WORK REQUIRED - Copy the comment thread on suffering and faith between "August 3, 2015" and "a couple examples.", inclusive, substituting "outlook" for every occurrence of "worldview".

PAGE EXCERPT: Begin


    August 3, 2015
    • Well said. Thank you.

      August 4, 2015
  3. Kevin K #

    Ryan, in your experience with suffering in your own life/listening to others describe their suffering, does holding a christian worldview genuinely alter the tenor of one’s suffering?

    In your post you comment extensively on the similarities between those who do and do not hold this particular worldview. I’d be curious as to your thoughts on the differences as well. Particularly as it relates to your question of ‘what is faith in Christ good for?’ I think you were getting to this in your conclusion, just wondering if you could flip quickly through the mental file and pull out a couple examples.

    August 4, 2015
    • It’s a good question, Kevin. I guess I would have to say yes and no. Yes, I have watched some Christians suffer tenaciously and with a deep conviction that somehow the darkness they are experiencing is a participation in the suffering of Christ. I have also seen Christians crumble or descend into anger and despair. I suppose it’s dangerous to make generalizations. Both responses are part of the landscape and everything in between.

      The chief difference that Christianity offers—both in theory and, at its best, in practice—is the simple knowledge that God himself has walked the road of pain ahead of us. In my (limited) experience, this can be enormously comforting. To know that God is not aloof from affliction, indeed that God has descended into the darkest valley for the redemption of the world, means that there is no pain that we can taste that is foreign to the life of God.

      I suppose all of this is simply a way of saying that suffering can be dignified within the Christian worldview. It is not wasted. It can purify, refine, draw us closer to God. It can also cripple and destroy, to be sure, but it need not. To say that suffering is part of the path to all things being made new is to say that it can be a path to newness in smaller things, too (like our lives).

      Not sure if this answers your questions or not, but there’s a first crack at it. Feel free to clarify if you had something else in mind.

      August 4, 2015
      • Kevin K #

        Thanks for your response. I think you pretty much captured it. I particularly appreciated your comment regarding the dangers of generalizations and suffering. I suppose this is also part of the beauty of Christ. That His suffering was specific (on a hill named Golgatha, at a time we can name, with specific people watching it all unfold). That when Paul says, we share in those sufferings, the specificity of our pain is also acknowledged. And, of course, that the resurrection means that the suffering Christ enters our own Golgotha’s, whether they be on a hospital bed, at a graveside, or standing alone in our kitchen in the aftermath of a family skirmish. Which means, of course, that the bed, the graveside, and the kitchen are of course forever different.

        As you say, “I suppose all of this is simply a way of saying that suffering can be dignified within the Christian worldview. It is not wasted” and “God is not aloof from affliction, indeed that God has descended into the darkest valley for the redemption of the world, means that there is no pain that we can taste that is foreign to the life of God.” A comfort indeed. Thanks for the food for thought.

        August 6, 2015
      • [W]hen Paul says, we share in those sufferings, the specificity of our pain is also acknowledged. And, of course, that the resurrection means that the suffering Christ enters our own Golgotha’s, whether they be on a hospital bed, at a graveside, or standing alone in our kitchen in the aftermath of a family skirmish. Which means, of course, that the bed, the graveside, and the kitchen are of course forever different.

        Yes. Well said, Kevin.

        August 8, 2015
  4. To be human is to (at times) suffer. To be Christian is to transcend that suffering. Fraternally, sharing in the suffering of a brother, is love. We shall share in the suffering of others then for loves sake. Theologically speaking Christ does not require our suffering to complete his sacrifice. It is done. The point of faith is to share in it’s glory. We shall overcome.

PAGE EXCERPT: End
EXTRACTED ENTRIES: Begin

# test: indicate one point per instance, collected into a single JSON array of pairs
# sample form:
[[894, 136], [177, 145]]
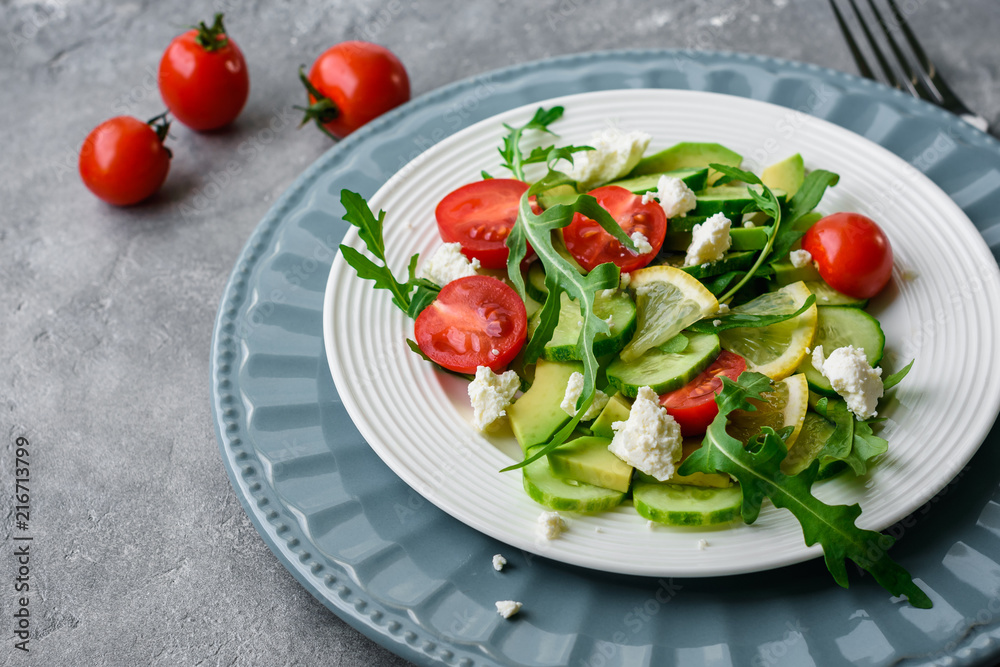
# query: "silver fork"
[[913, 72]]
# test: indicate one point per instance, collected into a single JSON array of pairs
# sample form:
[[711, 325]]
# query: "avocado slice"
[[616, 410], [537, 415], [588, 460], [687, 155], [786, 175]]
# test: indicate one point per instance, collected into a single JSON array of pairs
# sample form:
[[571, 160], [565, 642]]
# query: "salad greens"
[[759, 474]]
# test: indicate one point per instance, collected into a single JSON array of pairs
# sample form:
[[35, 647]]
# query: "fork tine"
[[929, 75], [887, 72], [859, 58], [903, 70]]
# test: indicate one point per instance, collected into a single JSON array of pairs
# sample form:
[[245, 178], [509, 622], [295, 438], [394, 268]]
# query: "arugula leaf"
[[759, 474], [370, 230], [736, 320], [766, 202]]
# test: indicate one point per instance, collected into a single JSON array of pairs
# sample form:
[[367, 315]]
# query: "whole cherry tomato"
[[350, 84], [851, 252], [123, 160], [203, 77]]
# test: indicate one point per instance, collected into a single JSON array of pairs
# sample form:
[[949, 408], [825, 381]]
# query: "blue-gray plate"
[[419, 582]]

EXTRACTED ENTRIES: End

SOLUTION BELOW -
August 3, 2015
    • Well said. Thank you.

      August 4, 2015
  3. Kevin K #

    Ryan, in your experience with suffering in your own life/listening to others describe their suffering, does holding a christian outlook genuinely alter the tenor of one’s suffering?

    In your post you comment extensively on the similarities between those who do and do not hold this particular outlook. I’d be curious as to your thoughts on the differences as well. Particularly as it relates to your question of ‘what is faith in Christ good for?’ I think you were getting to this in your conclusion, just wondering if you could flip quickly through the mental file and pull out a couple examples.